■ **REQUIRED WORK**: Copy out every record exactly.

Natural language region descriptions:

● ● ● ●

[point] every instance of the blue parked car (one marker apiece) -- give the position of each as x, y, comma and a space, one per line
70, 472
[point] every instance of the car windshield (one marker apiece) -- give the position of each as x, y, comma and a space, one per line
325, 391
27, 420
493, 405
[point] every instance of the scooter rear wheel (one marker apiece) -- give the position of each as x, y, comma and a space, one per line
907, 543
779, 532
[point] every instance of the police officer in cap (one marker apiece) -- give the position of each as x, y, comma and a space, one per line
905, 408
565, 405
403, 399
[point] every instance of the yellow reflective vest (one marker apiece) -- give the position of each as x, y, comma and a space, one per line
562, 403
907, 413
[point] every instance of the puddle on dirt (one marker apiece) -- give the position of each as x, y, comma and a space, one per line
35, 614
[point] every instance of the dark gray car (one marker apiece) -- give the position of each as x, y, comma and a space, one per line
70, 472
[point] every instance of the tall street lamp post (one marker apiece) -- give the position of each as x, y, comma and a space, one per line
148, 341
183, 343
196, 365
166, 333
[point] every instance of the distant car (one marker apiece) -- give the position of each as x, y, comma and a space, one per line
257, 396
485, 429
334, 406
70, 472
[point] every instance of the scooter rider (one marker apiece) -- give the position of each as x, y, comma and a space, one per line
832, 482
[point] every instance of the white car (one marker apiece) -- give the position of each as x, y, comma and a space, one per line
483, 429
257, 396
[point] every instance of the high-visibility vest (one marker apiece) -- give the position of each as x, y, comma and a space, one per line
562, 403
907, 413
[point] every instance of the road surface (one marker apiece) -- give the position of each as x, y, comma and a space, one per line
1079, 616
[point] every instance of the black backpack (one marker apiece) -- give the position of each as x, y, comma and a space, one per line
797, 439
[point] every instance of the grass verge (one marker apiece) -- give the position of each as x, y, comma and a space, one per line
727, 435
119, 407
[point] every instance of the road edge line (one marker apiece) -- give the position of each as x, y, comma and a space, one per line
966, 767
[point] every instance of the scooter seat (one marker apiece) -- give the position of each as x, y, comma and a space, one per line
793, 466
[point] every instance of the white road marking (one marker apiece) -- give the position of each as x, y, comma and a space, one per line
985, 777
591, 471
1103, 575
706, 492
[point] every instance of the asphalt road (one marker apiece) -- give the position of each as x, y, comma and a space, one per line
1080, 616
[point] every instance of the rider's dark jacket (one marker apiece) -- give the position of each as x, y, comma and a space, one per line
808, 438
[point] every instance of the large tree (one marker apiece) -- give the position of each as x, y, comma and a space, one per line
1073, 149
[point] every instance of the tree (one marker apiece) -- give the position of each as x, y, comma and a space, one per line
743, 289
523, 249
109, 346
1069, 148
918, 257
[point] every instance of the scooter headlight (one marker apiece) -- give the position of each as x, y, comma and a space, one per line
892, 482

● ● ● ●

■ **EXPECTED ANSWER**:
[point] every instance of the blue parked car (one marker apiece) -- give the position of each as x, y, comma and a space, one per line
70, 472
[point] every instance of the car windshield (one marker apiece) -- give the position of each as x, y, comma and a space, one per line
325, 391
27, 420
493, 405
[point] every instance of the scooter rear wheel (one marker apiece) -- give the position of each as x, y, comma and a space, one per line
907, 543
779, 532
[point] every instance of the police officer in cap (one marker apiece) -- give the position of each as x, y, comma and a space, one per line
905, 408
565, 405
403, 399
[point] every instance of the yellow reflective vest (one marker apiece) -- give the position of each as x, y, comma and a space, one per line
562, 403
907, 413
[point] every instance of the puddle on dirt (one marker apiece) -- give the position of each as x, y, comma and a space, one per line
35, 614
[point] every instance of the dark gray car (one marker apiece) -- give the position of each as x, y, comma and a space, one per line
70, 472
[point] every instance of the tall street lamp post (one marker apiece) -- give the position of each as x, y, comma and a space, one per line
148, 341
183, 343
196, 365
166, 333
[point] every instance of the distant car (one marker apiece) -- give the position of each as x, y, comma and a space, one per line
257, 396
485, 429
334, 406
70, 472
[point] every instance of the scooter rider (one marker apiece) -- give the position of each as x, y, comma and a space, one per line
832, 482
[point] every instance of the white car (one marker apiece) -- give the position of each as x, y, comma and a space, one per line
483, 429
257, 396
[point] every instance of the high-visibility vest (one marker apiece) -- give the position of each as x, y, comma and a space, one per line
562, 403
907, 413
[point] every instance of the road surface (one marker apiece) -- give the position of each as x, y, comma and a space, one per line
1079, 616
[point] every instance of the black backpack (one marker apiece) -- give the position of each as x, y, comma and a space, one per line
797, 439
[point] every instance of the grass verge (one marker apiece) -- give the position of each as x, y, comma and a space, one per line
727, 435
119, 407
[point] every instance of the road edge line (one marker apiece) -- give the position of each as x, y, comma and a space, one per line
966, 767
[point] every instance of the scooter seat (one marker apiece) -- give the position of each as x, y, comma and a space, one per line
793, 466
[point] every instance of the white road marking (one marker apiece) -- give the position of each as x, y, comma and a space, one per line
985, 777
591, 471
1103, 575
706, 492
[point] every instance of the asphalt road (one marker apiece) -- give the position of each as x, y, comma and a space, one per line
1080, 616
[point] every instance of the rider's dark jacket (one marker apiece) -- give the position of each as x, y, comma and a space, one per line
808, 438
[point] every instance of the large tree (one marker apiece) -- give the position of each as x, y, comma and a space, one per line
1073, 149
[point] every instance of the tree (one marker apiece) -- give the position of each as x, y, comma and a space, one per line
743, 289
523, 249
109, 346
1069, 148
918, 257
[point] every instance of the scooter headlight (one marker apiece) -- give the position of each as x, y, comma and a space, one per line
892, 482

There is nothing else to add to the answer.